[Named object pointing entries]
[Begin]
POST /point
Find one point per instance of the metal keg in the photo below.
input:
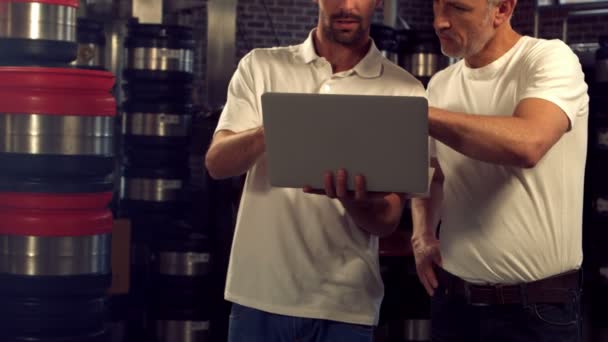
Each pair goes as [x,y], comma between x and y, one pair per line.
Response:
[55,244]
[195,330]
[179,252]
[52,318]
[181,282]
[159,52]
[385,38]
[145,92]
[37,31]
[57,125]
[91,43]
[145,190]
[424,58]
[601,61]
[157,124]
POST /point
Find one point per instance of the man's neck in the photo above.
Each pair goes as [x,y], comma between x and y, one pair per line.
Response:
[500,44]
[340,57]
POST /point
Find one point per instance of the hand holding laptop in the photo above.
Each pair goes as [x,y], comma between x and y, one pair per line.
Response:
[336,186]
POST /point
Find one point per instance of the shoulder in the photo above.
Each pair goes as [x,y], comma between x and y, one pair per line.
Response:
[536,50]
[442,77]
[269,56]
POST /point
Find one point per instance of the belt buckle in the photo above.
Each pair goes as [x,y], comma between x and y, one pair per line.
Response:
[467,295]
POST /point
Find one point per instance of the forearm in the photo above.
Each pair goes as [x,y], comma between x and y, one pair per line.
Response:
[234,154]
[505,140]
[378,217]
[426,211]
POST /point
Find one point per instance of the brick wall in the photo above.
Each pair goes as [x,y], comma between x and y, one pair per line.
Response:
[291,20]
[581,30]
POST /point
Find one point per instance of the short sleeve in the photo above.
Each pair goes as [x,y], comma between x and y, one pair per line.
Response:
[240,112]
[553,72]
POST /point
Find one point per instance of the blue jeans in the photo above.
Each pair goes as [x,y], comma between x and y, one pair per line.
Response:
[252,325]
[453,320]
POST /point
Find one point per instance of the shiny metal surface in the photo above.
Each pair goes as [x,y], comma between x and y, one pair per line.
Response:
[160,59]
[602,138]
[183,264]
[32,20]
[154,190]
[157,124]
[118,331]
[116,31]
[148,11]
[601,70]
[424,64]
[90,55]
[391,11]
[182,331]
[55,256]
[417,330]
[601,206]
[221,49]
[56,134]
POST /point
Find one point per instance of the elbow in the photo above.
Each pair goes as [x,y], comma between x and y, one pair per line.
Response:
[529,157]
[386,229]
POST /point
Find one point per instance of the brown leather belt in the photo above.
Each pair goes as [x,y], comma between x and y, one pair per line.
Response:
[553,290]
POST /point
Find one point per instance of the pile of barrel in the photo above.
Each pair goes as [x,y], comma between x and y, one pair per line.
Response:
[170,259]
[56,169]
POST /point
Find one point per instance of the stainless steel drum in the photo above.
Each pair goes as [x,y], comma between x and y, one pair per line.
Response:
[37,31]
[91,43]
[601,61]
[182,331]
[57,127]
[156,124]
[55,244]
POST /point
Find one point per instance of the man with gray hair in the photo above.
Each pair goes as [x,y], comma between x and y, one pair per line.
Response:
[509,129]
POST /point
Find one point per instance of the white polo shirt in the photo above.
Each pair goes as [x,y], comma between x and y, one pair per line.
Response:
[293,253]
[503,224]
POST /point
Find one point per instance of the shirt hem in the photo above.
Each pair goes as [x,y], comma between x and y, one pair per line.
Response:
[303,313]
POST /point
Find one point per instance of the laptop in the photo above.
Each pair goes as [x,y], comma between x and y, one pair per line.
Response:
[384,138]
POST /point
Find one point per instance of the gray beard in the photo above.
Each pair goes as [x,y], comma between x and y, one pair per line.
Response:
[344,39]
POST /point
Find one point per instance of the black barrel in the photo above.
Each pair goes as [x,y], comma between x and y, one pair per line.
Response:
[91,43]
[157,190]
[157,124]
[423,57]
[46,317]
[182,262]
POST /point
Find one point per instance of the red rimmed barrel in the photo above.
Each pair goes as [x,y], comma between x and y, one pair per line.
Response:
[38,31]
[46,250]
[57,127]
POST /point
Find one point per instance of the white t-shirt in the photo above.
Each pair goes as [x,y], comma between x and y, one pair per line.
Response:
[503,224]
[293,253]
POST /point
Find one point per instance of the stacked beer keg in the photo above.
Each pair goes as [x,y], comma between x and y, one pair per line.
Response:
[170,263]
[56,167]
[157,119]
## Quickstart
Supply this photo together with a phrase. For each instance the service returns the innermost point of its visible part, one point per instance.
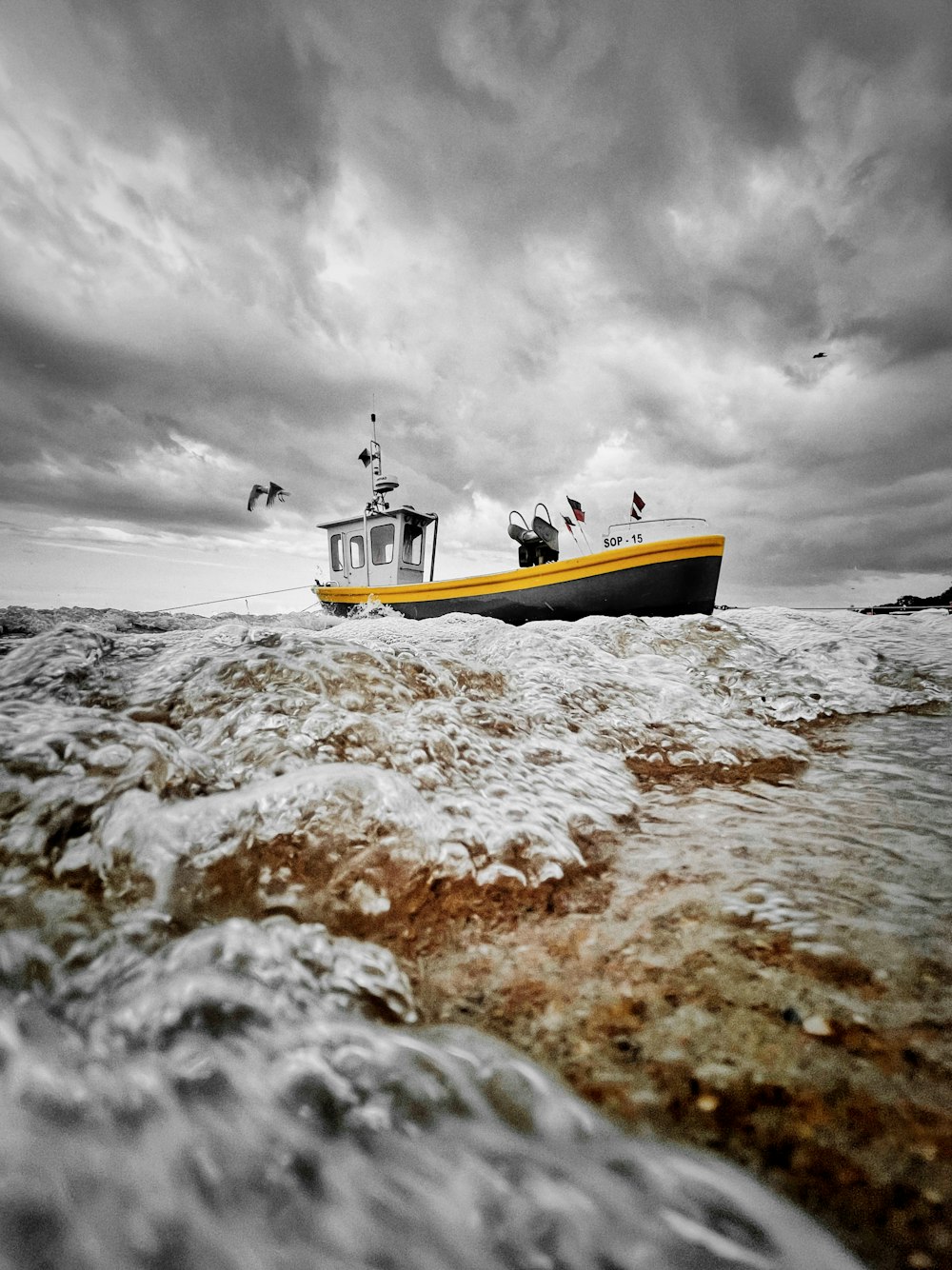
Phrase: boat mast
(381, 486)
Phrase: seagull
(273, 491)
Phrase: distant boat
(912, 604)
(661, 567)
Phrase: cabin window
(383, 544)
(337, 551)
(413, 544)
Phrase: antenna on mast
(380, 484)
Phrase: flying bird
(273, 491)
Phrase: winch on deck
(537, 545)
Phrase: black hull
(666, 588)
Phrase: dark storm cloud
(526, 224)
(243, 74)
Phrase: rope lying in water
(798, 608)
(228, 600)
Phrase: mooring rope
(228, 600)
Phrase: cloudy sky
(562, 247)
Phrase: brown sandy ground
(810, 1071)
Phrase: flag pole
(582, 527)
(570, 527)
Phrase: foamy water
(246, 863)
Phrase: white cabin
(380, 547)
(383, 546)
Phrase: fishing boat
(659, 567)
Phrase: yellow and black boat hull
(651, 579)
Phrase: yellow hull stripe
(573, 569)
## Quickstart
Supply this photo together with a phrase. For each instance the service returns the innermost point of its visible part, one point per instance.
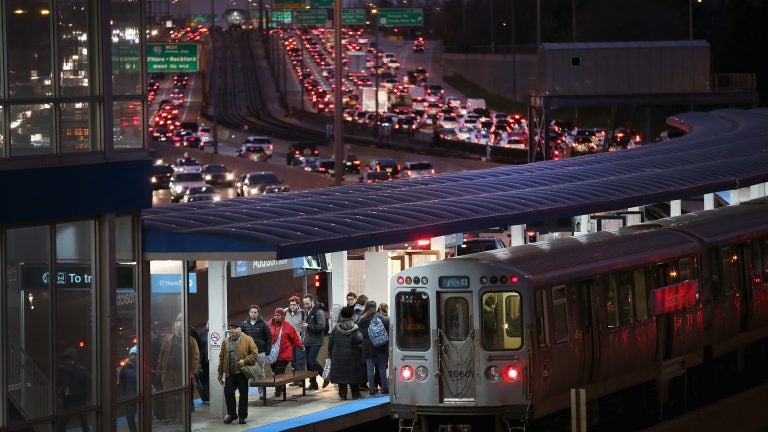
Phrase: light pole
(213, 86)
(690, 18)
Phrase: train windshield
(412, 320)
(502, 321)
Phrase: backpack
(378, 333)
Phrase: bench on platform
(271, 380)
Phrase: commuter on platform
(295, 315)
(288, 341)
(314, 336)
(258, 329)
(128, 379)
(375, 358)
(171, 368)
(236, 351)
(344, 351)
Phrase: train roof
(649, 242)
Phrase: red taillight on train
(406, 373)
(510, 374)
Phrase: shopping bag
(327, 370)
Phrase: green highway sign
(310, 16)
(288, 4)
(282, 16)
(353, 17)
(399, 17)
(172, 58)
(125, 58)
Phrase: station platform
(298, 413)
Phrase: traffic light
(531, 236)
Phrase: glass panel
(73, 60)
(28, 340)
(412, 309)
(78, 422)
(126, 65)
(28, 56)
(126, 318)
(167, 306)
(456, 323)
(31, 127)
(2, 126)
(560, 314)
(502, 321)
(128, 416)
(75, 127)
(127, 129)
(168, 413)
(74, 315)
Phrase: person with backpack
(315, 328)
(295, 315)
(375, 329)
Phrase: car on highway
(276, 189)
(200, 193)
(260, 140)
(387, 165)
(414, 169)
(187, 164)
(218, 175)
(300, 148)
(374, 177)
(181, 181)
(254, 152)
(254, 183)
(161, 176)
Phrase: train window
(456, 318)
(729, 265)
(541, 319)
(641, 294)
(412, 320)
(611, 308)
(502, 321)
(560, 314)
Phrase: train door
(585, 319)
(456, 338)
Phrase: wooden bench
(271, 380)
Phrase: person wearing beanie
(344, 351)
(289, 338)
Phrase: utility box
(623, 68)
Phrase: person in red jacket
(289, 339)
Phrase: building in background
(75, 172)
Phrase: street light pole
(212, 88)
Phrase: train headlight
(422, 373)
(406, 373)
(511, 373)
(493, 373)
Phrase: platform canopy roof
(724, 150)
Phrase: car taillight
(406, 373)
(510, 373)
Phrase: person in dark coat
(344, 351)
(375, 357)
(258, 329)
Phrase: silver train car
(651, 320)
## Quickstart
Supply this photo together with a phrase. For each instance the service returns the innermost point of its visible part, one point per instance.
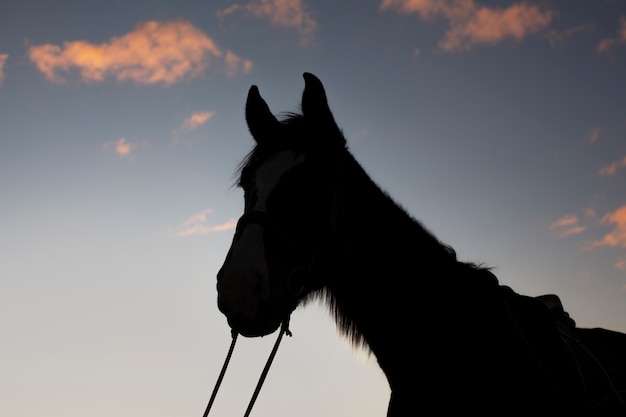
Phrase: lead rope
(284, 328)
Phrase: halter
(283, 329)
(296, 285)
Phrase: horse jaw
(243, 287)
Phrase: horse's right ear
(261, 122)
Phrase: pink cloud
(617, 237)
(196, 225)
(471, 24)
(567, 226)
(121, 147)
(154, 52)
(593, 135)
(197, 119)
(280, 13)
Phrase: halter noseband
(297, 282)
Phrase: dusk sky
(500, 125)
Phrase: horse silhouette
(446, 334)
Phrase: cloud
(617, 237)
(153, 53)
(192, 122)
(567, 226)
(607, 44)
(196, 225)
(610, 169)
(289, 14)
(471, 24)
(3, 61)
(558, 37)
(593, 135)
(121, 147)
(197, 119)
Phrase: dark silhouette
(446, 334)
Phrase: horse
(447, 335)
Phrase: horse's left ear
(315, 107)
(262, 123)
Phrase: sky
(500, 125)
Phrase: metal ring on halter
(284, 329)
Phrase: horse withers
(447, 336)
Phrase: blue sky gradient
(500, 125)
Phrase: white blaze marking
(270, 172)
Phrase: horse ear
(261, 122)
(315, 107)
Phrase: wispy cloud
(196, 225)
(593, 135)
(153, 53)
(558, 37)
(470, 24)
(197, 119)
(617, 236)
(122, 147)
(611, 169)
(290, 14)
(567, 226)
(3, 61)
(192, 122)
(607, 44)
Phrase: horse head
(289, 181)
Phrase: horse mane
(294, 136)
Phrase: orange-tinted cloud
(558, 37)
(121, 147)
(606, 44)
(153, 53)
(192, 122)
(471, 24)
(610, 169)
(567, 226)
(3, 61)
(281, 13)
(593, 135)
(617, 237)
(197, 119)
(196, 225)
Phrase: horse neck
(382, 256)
[End]
EXERCISE
Print nothing but the lines from the line with "Phrase: dark silhouette" to the last line of the records above. Both of those lines count.

THE COMPLETED TASK
Phrase: dark silhouette
(446, 334)
Phrase: horse
(447, 335)
Phrase: horse's left ear
(315, 107)
(262, 123)
Phrase: sky
(500, 125)
Phrase: metal ring on halter
(284, 329)
Phrase: horse withers
(447, 336)
Phrase: blue sky gradient
(500, 125)
Phrase: white blaze marking
(270, 172)
Phrase: horse ear
(261, 122)
(315, 107)
Phrase: wispy cloud
(196, 225)
(593, 135)
(153, 53)
(558, 37)
(470, 24)
(197, 119)
(617, 236)
(122, 147)
(611, 169)
(290, 14)
(567, 226)
(3, 61)
(192, 122)
(607, 44)
Phrase: horse head
(289, 181)
Phrase: horse mane
(294, 136)
Phrase: orange-tinted cloud
(558, 37)
(121, 147)
(606, 44)
(153, 53)
(192, 122)
(471, 24)
(610, 169)
(567, 226)
(3, 61)
(281, 13)
(593, 135)
(617, 237)
(197, 119)
(196, 225)
Phrase: horse neck
(382, 256)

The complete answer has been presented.